ACTIVITY LIST:
1. Translate this sentence from the microsurgery interview into Spanish: "And the other thing, we only had a microscope that had one eyepiece."
2. Please output the part of the microsurgery interview between "HS: First time." and "did you play?", inclusive.

DOCUMENT EXCERPT:
□ □ □
TI: So even though they were doing microsurgery in other places, this was still the first time something this...

HS: First time. We beat everybody in North America. We're the first time in North America. They had done one in Australia a year before, they had done one in China of all places a year before that.

TI: And so you and Gary did this, so what were the role, what role did you play?

HS: I play in terms of, there's, it takes two people to do this. Somebody has to work on the arm that's cut off, that's what I worked on. Gary works on the arm that is still viable, and he knew that the, he had been with Harry Bunke, so he had learned how to put these vessels together, so I helped him put these vessels together. And then when the, like, nerves we could do. And the other thing, we only had a microscope that had one eyepiece. But the trouble was, the advantage I had, I was, with myopia, I could take my glasses off, and I could see the, see the vessels well enough to be of assistance, to get the things together. If you, you were not myopic, you couldn't do it without a microscope. But being myopic, I could do it with 'em. And so we were able to put these vessels together, the blood, at twelve o'clock, we let go of all the tourniquets and whatnot, our little clamps, and the arm pinked up, and we sat there just... that wasn't finished yet. We hadn't still finished, we just got the blood vessel going. And the important thing was not only getting the blood vessel, blood in, that was the big, big thing that everybody concentrated on, but the important part was to get the blood out, to do the veins. And that was, that's where it required someone who had training to get the blood, to get those little veins put together. So we put together two or three veins.
□ □ □
EXCERPTED RECORDS:
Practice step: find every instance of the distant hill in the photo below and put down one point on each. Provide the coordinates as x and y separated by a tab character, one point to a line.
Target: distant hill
□ □ □
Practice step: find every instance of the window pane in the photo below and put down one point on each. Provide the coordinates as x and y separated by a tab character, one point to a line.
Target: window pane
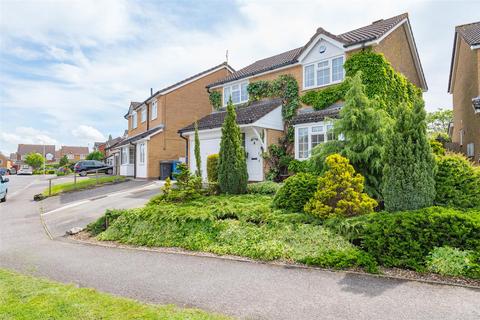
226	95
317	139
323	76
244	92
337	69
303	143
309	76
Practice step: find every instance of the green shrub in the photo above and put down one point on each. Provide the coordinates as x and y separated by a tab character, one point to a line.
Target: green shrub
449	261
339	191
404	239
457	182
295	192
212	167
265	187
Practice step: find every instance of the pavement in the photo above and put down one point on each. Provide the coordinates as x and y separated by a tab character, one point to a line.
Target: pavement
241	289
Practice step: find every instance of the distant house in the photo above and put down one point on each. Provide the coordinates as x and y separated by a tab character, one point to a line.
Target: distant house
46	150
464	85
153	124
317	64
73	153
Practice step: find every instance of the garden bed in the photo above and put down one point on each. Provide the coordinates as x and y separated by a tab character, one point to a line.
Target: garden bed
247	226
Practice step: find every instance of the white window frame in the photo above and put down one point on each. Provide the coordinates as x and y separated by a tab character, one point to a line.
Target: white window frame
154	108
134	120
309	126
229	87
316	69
□ □ □
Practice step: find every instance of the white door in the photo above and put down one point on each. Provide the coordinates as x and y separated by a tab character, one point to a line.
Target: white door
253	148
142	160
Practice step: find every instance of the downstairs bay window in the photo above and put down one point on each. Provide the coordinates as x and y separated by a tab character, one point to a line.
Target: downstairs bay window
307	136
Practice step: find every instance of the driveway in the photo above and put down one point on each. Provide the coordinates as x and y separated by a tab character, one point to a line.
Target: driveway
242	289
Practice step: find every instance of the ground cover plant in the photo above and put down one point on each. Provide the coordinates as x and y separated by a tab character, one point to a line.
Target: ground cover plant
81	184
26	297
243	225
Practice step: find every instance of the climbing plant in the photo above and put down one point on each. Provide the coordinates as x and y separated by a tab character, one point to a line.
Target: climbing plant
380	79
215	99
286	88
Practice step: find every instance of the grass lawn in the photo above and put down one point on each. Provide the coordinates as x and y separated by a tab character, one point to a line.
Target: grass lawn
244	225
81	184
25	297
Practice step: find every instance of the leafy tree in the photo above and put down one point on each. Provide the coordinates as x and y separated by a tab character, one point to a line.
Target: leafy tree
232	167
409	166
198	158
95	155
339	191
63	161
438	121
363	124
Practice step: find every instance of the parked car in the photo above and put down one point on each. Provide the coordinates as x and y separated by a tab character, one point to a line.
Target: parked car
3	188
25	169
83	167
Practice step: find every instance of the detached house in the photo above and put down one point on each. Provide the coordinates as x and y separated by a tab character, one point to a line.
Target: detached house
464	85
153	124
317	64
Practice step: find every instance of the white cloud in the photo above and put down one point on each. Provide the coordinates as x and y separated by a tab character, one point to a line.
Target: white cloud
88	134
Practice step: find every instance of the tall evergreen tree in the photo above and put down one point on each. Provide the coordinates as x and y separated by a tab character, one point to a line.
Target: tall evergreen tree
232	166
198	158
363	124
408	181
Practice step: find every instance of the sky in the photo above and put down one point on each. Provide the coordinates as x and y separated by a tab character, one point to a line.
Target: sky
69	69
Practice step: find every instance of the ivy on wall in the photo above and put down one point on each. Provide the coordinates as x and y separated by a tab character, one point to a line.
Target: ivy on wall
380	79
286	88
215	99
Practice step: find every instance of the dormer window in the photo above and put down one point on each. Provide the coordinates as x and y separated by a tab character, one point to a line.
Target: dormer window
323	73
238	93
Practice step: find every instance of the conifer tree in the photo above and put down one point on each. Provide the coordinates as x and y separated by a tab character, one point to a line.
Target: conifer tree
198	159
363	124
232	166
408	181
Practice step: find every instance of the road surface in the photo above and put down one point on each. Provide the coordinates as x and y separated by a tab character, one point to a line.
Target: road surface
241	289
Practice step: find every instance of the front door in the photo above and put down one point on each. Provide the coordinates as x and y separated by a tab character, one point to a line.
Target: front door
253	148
□ □ □
SOLUTIONS IN ORDER:
1. Y la otra cosa: solo teníamos un microscopio que tenía un ocular.

2.
HS: First time. We beat everybody in North America. We're the first time in North America. They had done one in Australia a year before, they had done one in China of all places a year before that.

TI: And so you and Gary did this, so what were the role, what role did you play?